→ WORK TO COMPLETE: Could you extend the profile of goalkeeper Sydney Schneider below, picking up right after its final sentence?

→ SOURCE PASSAGE:
++++++++++++++++++++

Personal information
- Full name: Sydney Michelle Schneider
- Date of birth: 31 August 1999 (age 26)
- Place of birth: Dayton, New Jersey, United States
- Height: 1.78 m (5 ft 10 in)
- Position: Goalkeeper

Youth career
- Match Fit Academy

College career
- Years: Team / Apps / (Gls)
- 2017–2020: UNC Wilmington Seahawks / 44 / (0)

Senior career*
- Years: Team / Apps / (Gls)
- 2021: Washington Spirit / 0 / (0)
- 2022: Kansas City Current / 0 / (0)
- 2023–2024: Sparta Prague / 15 / (0)
- 2024: Chicago Red Stars / 0 / (0)
- 2025–2026: Tampa Bay Sun / 16 / (0)

International career^{‡}
- 2016–2017: Jamaica U-17
- 2017–2018: Jamaica U-20 / 3 / (0)
- 2018–: Jamaica / 23 / (0)

Medal record
Representing Jamaica
CONCACAF W Championship
| Third place | 2018 United States |  |
| Third place | 2022 Mexico |  |

= Sydney Schneider =

Jamaican footballer (born 1999)

Sydney Michelle Schneider (born 31 August 1999) is a professional footballer who plays as a goalkeeper. Born in the United States, she represents Jamaica internationally. She played college soccer for the UNC Wilmington Seahawks and was drafted by the Washington Spirit in the third round of the 2021 NWSL Draft. She has also been a member of the Kansas City Current and Chicago Red Stars and played for Sparta Prague and Tampa Bay Sun.

++++++++++++++++++++

→ DATA EXCERPT:
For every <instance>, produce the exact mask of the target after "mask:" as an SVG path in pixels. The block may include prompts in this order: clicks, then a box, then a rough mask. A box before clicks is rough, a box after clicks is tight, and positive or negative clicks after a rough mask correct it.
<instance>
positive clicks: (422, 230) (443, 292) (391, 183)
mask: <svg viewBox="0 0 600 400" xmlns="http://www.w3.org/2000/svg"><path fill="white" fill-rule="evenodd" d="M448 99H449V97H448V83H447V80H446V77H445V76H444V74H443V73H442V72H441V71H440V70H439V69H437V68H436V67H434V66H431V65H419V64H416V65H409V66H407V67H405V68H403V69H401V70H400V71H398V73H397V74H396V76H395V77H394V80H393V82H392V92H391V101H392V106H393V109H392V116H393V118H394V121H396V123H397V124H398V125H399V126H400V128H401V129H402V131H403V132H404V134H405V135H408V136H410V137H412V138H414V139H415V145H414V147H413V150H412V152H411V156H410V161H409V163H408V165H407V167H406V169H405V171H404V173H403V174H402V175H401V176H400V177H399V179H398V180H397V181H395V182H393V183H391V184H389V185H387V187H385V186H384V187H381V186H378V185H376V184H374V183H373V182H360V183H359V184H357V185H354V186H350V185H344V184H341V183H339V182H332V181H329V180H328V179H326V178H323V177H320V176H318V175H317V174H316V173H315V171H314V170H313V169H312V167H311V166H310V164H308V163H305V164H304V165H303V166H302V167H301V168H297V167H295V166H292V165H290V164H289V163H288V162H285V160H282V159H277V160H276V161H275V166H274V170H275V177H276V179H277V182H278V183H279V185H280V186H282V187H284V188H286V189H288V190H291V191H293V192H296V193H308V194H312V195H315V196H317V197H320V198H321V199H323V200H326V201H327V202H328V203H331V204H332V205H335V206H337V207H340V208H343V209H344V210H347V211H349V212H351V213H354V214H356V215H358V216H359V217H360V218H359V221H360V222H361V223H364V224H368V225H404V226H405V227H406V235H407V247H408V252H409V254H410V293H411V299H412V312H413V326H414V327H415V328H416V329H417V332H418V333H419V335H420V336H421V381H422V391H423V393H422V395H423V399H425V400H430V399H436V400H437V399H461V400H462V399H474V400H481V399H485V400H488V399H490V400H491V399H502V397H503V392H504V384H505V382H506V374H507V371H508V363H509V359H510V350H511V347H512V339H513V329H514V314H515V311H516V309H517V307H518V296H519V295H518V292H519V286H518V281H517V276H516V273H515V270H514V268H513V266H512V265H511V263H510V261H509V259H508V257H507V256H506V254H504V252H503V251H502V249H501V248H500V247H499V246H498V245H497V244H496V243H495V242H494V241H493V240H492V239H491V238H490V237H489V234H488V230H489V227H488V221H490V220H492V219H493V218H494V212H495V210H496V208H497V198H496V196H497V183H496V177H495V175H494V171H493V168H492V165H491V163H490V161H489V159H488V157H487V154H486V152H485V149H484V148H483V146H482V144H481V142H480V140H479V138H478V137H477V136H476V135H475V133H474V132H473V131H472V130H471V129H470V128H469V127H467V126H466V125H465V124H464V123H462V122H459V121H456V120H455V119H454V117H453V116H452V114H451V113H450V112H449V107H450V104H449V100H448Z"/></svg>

++++++++++++++++++++

→ REPLY:
==Early life==
Schneider was born and raised in the Dayton section of South Brunswick, New Jersey, to Andrea (formerly Schneider, née Wisdom) and David Kapinos (stepfather). She attended South Brunswick High School.

==College career==
In February 2017, Schneider signed a letter of intent to join the UNC Wilmington Seahawks. In her freshman year she started all 19 games, becoming only the second goalkeeper in school history to play every minute in a season. Schneider was also named the Colonial Athletic Association (CAA) Goalkeeper of the Year in 2019.

== Club career ==
She was drafted 29th overall by Washington Spirit in the 2021 NWSL Draft. In January 2023, Schneider signed with Sparta Prague of the Czech Women's First League. In May 2023, Schneider signed a one-year extension ahead of the 2023–24 season.

On 29 January 2024, Schneider signed a one-year contract with a one-year option with National Women's Soccer League club Chicago Red Stars for an undisclosed transfer fee.

On 25 February 2025, Schneider signed with USL Super League club Tampa Bay Sun.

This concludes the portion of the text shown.